Requirement:
Gather every line of the listing below that contains the string "blue", matching case exactly.

Dataset records:

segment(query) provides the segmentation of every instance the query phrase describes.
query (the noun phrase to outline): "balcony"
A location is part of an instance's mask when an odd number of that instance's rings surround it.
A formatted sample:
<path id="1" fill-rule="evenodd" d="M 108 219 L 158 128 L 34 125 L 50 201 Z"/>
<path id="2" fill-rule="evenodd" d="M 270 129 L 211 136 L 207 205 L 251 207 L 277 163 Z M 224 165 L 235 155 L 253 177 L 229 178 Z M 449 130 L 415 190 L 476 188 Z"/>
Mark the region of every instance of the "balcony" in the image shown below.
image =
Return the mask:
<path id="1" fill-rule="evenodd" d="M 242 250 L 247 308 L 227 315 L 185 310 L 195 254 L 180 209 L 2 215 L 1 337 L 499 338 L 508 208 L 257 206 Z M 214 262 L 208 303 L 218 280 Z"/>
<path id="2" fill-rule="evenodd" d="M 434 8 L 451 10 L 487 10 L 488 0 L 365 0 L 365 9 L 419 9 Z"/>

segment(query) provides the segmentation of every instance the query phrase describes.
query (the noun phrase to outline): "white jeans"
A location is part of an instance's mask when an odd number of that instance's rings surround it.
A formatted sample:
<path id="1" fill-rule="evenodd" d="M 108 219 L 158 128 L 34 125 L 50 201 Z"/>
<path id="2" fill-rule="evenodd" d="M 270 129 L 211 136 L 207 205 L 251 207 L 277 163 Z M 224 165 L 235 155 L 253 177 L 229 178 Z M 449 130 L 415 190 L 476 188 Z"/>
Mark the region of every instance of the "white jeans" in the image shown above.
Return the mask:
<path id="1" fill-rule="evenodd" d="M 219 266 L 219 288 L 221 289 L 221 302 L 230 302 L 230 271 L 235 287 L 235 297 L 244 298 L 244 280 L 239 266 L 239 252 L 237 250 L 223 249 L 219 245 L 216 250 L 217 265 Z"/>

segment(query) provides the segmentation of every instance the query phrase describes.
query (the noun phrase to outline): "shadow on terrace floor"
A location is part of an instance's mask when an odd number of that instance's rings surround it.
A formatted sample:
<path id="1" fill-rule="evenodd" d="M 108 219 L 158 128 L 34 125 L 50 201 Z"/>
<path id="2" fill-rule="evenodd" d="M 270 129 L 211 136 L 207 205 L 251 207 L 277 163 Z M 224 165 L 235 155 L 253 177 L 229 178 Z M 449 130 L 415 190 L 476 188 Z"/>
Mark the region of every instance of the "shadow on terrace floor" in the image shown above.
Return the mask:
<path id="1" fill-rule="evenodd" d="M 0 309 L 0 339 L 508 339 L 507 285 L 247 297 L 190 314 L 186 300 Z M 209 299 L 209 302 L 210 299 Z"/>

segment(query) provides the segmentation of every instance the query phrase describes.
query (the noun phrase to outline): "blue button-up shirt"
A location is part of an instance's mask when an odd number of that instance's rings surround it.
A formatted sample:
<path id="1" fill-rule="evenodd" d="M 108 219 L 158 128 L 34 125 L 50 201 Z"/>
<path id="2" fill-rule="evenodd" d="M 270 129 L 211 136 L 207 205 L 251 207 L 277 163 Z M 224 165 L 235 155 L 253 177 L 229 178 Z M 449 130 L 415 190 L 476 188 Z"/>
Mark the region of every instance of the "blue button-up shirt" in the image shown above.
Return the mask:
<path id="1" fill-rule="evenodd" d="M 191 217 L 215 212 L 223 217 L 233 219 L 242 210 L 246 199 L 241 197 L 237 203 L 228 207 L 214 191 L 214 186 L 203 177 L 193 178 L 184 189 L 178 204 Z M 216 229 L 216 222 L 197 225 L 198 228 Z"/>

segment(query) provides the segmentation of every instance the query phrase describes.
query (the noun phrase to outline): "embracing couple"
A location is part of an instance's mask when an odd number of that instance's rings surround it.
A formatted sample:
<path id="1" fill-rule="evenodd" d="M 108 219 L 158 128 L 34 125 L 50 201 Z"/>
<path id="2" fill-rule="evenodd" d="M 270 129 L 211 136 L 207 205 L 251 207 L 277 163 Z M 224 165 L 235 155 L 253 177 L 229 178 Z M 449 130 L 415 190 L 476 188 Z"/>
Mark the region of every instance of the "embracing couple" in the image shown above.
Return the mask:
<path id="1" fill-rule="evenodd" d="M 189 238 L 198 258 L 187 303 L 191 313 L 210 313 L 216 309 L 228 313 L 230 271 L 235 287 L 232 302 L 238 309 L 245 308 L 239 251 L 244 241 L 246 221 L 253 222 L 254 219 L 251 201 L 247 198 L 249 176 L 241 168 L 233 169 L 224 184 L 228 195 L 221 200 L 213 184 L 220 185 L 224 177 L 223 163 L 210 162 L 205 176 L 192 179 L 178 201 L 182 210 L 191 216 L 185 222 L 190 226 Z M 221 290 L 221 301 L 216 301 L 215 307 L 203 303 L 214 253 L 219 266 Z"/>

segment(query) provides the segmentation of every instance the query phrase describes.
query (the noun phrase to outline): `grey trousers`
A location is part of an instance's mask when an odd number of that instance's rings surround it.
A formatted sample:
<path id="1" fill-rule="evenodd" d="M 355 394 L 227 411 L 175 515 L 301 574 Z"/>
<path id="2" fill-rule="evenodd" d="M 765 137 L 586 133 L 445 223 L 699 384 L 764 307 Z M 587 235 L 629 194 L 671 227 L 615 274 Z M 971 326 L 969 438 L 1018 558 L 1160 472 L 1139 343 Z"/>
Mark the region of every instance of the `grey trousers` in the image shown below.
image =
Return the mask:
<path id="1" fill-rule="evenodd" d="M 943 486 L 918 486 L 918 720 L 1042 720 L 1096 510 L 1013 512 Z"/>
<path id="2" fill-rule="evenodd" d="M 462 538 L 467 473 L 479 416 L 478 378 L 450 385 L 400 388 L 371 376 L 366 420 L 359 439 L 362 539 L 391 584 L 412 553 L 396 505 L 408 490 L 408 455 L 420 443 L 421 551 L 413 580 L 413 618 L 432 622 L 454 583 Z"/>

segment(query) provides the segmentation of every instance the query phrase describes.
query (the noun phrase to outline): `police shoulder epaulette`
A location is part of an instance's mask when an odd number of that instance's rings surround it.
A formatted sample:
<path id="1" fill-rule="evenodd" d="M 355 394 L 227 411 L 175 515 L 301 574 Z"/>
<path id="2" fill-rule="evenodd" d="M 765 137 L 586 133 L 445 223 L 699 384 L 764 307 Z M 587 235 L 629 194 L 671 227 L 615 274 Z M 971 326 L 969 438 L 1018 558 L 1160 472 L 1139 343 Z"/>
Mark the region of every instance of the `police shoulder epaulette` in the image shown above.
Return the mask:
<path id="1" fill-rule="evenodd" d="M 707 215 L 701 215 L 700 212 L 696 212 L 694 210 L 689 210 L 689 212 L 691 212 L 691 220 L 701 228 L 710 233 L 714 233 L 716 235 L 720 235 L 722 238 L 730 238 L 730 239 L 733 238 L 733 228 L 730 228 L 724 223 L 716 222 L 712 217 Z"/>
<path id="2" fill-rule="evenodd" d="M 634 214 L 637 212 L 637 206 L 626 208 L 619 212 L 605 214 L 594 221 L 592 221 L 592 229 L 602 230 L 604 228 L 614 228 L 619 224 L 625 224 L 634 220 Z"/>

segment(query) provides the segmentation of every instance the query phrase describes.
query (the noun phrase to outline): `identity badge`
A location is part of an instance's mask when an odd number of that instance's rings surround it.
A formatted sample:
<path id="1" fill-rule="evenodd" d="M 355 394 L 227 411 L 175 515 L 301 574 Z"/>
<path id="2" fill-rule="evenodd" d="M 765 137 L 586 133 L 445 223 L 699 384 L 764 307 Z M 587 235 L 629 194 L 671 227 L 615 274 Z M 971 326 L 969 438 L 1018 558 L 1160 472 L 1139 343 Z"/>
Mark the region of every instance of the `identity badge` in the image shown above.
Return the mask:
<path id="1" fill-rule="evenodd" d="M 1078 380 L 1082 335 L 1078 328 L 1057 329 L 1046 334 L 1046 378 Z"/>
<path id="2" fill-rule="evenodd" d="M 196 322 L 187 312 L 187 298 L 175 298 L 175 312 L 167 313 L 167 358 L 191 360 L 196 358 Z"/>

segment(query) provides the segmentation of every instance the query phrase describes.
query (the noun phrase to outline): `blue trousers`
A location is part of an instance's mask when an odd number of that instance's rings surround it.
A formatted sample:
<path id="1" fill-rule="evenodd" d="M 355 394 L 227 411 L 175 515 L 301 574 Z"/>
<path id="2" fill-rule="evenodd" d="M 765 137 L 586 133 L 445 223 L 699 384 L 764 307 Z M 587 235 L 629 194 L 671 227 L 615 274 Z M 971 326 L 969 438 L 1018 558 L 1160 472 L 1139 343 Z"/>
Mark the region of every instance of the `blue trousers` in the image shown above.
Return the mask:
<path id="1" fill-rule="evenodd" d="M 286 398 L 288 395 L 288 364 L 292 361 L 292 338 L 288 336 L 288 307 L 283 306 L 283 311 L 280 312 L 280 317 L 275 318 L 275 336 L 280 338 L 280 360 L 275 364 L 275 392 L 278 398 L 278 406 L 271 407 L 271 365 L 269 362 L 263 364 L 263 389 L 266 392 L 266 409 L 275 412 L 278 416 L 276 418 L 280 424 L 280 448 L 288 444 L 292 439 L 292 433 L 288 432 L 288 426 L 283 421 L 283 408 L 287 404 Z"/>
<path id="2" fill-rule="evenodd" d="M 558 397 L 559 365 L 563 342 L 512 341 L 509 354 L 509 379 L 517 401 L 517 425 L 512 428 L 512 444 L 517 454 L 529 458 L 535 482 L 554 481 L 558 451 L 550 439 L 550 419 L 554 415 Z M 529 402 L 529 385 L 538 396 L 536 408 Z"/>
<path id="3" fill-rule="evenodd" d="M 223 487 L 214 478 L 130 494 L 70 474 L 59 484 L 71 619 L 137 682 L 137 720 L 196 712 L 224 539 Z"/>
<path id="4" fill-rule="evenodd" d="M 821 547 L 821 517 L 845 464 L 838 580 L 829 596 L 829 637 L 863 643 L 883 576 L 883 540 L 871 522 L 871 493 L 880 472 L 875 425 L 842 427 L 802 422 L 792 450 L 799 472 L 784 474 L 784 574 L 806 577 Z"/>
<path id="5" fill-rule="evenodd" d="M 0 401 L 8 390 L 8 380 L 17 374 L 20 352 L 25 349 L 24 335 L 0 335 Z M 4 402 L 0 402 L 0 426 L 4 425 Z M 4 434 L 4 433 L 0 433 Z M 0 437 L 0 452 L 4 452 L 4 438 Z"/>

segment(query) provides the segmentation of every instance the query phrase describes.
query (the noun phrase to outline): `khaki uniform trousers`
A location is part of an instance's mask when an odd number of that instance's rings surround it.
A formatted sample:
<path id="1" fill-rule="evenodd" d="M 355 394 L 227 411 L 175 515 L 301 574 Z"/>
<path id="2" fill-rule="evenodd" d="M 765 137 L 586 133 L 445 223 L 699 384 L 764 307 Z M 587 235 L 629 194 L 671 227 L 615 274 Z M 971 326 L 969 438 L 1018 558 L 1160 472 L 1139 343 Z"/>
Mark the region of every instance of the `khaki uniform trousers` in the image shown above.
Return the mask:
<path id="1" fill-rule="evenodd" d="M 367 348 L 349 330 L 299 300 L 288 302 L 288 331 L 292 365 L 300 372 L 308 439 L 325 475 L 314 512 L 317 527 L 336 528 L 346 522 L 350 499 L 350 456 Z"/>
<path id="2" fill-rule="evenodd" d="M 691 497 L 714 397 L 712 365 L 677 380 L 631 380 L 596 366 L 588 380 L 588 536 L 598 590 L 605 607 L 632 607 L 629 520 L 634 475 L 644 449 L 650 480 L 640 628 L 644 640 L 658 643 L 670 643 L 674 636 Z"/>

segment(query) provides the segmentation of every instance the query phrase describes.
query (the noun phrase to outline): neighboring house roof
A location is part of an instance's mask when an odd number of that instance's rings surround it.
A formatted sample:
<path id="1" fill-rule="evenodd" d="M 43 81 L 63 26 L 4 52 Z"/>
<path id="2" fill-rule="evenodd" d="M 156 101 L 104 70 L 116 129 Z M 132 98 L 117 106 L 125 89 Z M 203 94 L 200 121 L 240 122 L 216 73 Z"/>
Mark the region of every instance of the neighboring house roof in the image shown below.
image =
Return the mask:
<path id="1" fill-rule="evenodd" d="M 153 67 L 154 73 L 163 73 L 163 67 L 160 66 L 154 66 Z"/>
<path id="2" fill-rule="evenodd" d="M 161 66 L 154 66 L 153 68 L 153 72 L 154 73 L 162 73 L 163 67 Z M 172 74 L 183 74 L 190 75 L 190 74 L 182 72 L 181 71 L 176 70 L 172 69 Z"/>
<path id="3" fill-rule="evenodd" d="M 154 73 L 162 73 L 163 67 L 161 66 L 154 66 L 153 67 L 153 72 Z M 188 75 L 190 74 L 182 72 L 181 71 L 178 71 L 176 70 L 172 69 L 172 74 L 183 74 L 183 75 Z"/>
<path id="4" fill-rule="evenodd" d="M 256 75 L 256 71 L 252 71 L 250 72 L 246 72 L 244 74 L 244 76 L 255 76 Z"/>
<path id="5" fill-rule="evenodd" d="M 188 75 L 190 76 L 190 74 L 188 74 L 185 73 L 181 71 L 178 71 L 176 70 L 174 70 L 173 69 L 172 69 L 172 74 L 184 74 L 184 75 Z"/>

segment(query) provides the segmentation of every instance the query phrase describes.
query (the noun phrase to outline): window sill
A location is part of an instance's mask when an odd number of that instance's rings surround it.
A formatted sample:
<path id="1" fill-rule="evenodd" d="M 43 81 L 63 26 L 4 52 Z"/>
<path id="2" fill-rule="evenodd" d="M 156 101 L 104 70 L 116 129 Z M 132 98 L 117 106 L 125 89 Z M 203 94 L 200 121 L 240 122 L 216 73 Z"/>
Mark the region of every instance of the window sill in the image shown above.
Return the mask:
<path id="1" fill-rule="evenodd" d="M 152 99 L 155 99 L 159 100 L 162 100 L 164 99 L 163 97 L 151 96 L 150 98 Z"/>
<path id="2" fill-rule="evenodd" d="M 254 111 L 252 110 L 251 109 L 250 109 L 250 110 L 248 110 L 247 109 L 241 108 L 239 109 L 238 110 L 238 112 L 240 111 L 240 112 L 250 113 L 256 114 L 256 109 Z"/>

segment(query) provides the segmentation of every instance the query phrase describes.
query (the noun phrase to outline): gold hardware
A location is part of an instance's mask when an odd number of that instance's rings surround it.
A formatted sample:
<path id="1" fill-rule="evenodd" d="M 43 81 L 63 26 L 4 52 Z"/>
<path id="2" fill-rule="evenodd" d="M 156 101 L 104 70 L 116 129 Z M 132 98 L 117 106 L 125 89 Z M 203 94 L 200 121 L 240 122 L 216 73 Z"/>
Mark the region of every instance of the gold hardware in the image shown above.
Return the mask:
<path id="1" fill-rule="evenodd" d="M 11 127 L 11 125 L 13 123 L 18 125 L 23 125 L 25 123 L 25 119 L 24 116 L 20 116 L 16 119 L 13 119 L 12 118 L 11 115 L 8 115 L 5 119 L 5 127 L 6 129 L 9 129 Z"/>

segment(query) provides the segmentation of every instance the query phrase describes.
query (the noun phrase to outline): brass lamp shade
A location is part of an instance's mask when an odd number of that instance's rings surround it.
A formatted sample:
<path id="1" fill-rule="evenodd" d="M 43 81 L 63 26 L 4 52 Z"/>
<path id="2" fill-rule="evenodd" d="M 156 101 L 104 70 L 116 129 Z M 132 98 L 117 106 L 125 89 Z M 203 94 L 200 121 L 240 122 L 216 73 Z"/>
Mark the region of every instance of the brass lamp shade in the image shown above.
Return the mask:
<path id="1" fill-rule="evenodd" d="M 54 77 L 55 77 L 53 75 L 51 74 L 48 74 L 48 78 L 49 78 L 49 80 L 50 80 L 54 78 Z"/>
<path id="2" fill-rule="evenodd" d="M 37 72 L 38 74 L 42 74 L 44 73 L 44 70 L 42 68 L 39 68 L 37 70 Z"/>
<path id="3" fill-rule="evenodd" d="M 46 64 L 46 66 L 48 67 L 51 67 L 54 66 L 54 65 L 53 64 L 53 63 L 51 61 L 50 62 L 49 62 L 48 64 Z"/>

Task answer:
query (the noun phrase to outline): "blue button-up shirt"
Mark the region of every instance of the "blue button-up shirt" in the image shown above.
query (the noun phrase to outline): `blue trousers`
Mark the region of every instance of the `blue trousers` in the image shown above.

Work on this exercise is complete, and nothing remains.